--- begin Selected excerpt ---

Revert "Improve git cl split"
This reverts commit 684096347b67b1663690c118785018258acd2e9b.
Reason for revert:
Breaks git-cl split.
https://bugs.chromium.org/p/chromium/issues/detail?id=1054888
Original change's description:
> Improve git cl split
>
> This CL changes the behavior of `git cl split` to split the change
> by the size of the resulting CLs. For now, this is based on the number
> of bytes changed, and not by the number of changed lines. Depending
> on the shape of change, this may still produce more CLs than expected
> (and possibly more than before).
>
> A future change will switch the split to be based on the number
> of affected lines, and also introduce a mode to base the split
> on the number of affected files.

--- end Selected excerpt ---
--- begin Records provided ---

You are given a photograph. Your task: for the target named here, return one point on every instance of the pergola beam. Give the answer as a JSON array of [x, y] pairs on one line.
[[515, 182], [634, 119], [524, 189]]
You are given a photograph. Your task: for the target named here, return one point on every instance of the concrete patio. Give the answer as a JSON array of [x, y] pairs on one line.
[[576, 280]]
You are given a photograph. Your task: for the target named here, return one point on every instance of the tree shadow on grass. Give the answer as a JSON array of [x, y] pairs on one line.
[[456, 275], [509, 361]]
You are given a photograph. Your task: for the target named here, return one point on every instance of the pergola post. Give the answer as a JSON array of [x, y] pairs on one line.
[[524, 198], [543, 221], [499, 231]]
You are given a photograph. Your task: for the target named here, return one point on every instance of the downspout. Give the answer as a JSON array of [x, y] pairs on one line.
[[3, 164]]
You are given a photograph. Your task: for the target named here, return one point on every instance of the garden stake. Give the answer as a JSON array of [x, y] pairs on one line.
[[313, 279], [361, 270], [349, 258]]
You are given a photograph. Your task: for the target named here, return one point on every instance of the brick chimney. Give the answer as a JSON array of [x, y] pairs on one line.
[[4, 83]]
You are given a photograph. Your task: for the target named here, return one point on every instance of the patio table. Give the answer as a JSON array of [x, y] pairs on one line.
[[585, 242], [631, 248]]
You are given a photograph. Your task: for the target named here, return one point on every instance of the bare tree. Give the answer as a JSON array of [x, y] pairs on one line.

--- end Records provided ---

(Set task A) According to the revert message, what does the original change currently use as the basis for splitting?
(Set task B) Convert the entries, from the line containing "of the patio" through the end of the entries, into a numbered list with blank lines omitted.

(Complete response A) The number of bytes changed.

(Complete response B)
1. You are given a photograph. Your task: for the target named here, return one point on every instance of the patio table. Give the answer as a JSON array of [x, y] pairs on one line.
2. [[585, 242], [631, 248]]
3. You are given a photograph. Your task: for the target named here, return one point on every instance of the bare tree. Give the answer as a JSON array of [x, y] pairs on one line.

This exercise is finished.